SELECTED EXCERPT:
┄┄┄┄┄┄┄┄┄┄

In connection with cognitive function, SWEDD subgroups have been shown to possess similar cognitive symptoms irrespective of their final clinical diagnosis.38 Moreover, some patients with idiopathic PD with SWEDD demonstrated early cognitive decline, suggesting that patients with SWEDD may be at even greater risk for cognitive decline than patients with DaTSCAN-positive early-stage PD.39 In this study, MMSE scores both at baseline and follow-up in SWEDD patients showed no significant difference compared with those in age-matched controls, and moreover, no significant difference was observed between SWEDD patients at baseline and follow-up, probably because of the early stages of the disease or the short period of follow-up.

┄┄┄┄┄┄┄┄┄┄

GIVEN DATA:
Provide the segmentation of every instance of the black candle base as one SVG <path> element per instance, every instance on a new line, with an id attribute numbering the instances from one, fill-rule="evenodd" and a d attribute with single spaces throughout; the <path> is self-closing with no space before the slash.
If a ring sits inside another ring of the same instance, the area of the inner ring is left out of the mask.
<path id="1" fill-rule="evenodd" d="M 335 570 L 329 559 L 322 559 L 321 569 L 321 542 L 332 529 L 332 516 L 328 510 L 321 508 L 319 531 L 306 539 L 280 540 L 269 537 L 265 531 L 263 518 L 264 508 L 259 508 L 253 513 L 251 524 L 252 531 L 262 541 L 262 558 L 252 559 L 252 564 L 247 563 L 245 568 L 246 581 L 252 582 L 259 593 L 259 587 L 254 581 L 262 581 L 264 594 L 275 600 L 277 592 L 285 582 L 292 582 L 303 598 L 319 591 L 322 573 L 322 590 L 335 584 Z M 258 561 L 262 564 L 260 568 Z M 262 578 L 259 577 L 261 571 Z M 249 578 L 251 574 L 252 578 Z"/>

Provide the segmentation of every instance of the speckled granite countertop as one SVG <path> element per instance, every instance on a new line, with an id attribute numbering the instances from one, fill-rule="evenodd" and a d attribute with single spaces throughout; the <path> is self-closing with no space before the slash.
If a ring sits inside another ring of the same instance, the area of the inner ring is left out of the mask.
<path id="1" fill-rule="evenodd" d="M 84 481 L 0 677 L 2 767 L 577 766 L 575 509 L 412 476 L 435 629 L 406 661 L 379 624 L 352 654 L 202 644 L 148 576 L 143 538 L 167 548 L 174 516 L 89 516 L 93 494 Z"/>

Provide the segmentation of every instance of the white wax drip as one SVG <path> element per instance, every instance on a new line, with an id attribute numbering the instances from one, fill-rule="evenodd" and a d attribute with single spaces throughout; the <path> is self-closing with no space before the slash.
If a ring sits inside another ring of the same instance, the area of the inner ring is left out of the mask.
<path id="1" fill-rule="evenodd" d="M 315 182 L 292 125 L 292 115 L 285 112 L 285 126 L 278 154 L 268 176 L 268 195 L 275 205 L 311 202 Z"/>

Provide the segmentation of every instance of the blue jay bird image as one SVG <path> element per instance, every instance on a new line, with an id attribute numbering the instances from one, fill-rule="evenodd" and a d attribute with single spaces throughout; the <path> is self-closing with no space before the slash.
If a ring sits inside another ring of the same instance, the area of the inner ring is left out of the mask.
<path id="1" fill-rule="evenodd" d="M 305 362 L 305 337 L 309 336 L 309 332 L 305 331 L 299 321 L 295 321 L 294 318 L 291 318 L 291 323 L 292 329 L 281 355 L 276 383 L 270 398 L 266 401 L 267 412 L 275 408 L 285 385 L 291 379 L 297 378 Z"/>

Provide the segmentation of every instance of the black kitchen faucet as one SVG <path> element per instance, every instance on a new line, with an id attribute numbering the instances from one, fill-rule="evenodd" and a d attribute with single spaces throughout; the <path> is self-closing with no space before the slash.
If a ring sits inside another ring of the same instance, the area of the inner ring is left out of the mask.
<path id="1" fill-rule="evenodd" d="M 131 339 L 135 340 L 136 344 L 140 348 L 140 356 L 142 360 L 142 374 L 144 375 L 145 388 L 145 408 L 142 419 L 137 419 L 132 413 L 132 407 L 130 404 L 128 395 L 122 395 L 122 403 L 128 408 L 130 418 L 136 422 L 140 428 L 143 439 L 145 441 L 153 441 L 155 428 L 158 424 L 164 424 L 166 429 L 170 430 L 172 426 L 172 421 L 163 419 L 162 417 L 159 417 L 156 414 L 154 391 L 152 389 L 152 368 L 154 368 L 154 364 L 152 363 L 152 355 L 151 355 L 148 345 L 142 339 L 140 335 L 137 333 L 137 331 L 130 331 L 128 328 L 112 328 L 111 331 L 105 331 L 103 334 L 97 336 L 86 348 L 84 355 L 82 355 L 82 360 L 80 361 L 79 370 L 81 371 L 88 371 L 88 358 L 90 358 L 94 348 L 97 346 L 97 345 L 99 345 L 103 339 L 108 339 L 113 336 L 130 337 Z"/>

┄┄┄┄┄┄┄┄┄┄

TASK ITEM: Continue the passage above on cognitive function in SWEDD patients, starting right after its last sentence.

RESPONSE AREA:
In relation to the smell test, patients with parkinsonism and SWEDD had normal olfaction or significantly milder olfactory dysfunction as compared with patients with PD.21 On the other hand, the smell test indicated a high probability of PD in 85.3% of PD patients as opposed to only 23.8% of patients with SWEDD.40 In this study, olfactory function in SWEDD patients was significantly impaired at every endpoint compared with age-matched controls. These findings seem to be reasonable because the majority of SWEDD patients in the current study eventually converted to PD as confirmed by DaTSCAN imaging, and olfactory impairment is an early and more common symptom in PD compared with SWEDD.40
In conclusion, the majority (65.6%) of SWEDD patients with mild rest tremor and rigidity in this study could be classified as cases of idiopathic PD by a follow-up DaTSCAN. Because the frequency at which subjects with SWEDD are determined to be converted to PD by final assessment should depend on the length of periods of follow-up study, further longitudinal and long-term follow-up studies by clinical and DaTSCAN investigation covering larger samples of SWEDD subjects are needed to evaluate whether SWEDD subjects, particularly those with subtle or mild parkinsonian motor signs, are properly classified into idiopathic PD. Such investigations would also contribute toward disease-modifying therapies to be started earlier in the disease process and prevention clinical trials in the early stages of PD.